◆ Goal of the exercise
Identify and copy every line of the listing below that contains the word "thorax".

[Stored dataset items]
╔══
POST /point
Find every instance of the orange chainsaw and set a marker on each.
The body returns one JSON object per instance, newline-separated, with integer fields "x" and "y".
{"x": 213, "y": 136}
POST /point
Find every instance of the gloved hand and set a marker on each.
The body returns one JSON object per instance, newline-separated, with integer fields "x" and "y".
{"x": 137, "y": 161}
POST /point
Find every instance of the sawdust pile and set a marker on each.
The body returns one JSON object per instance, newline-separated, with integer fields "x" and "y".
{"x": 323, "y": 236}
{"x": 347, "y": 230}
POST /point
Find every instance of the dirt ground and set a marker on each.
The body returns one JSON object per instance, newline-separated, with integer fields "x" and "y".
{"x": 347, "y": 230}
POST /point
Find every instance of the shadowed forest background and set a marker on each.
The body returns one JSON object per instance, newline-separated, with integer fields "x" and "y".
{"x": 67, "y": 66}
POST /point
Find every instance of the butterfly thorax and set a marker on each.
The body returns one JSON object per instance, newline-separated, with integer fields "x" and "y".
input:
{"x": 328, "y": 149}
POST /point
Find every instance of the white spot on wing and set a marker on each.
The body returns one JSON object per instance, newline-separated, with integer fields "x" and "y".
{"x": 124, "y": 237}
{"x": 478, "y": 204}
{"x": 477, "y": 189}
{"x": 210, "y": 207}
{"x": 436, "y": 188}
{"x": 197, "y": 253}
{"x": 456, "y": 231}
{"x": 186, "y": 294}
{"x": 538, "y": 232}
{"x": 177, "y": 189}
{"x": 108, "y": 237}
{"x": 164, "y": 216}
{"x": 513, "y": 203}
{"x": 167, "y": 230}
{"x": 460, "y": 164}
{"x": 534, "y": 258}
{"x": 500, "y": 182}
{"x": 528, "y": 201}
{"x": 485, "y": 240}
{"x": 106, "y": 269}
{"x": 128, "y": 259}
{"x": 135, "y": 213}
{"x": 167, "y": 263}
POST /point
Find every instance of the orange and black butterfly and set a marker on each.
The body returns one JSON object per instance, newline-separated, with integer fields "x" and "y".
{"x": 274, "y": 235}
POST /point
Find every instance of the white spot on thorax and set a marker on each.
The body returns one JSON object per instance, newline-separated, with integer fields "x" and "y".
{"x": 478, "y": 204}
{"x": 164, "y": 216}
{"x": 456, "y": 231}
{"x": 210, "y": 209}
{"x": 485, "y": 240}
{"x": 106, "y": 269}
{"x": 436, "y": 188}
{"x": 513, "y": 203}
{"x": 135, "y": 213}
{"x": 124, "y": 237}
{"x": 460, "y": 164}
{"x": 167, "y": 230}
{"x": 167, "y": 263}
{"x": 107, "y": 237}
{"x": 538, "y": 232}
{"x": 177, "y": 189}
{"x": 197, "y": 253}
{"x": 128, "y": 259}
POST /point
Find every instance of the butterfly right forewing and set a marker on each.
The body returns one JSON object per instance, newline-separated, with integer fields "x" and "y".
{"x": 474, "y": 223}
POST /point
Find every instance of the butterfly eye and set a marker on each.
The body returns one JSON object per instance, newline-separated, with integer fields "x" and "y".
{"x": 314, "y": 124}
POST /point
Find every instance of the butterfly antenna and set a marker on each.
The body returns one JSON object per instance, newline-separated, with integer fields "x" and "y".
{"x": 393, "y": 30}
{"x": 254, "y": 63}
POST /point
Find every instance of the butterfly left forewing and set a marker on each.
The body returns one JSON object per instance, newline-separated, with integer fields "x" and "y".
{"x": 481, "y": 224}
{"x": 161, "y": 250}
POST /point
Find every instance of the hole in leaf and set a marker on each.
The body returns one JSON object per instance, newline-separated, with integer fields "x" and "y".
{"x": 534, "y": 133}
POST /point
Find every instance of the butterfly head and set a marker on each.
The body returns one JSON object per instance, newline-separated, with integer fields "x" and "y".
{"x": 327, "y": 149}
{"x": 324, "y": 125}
╚══
◆ Problem solution
Find every instance of the butterfly thorax and set a marker on each.
Find every instance of the white spot on thorax and set a marker on each.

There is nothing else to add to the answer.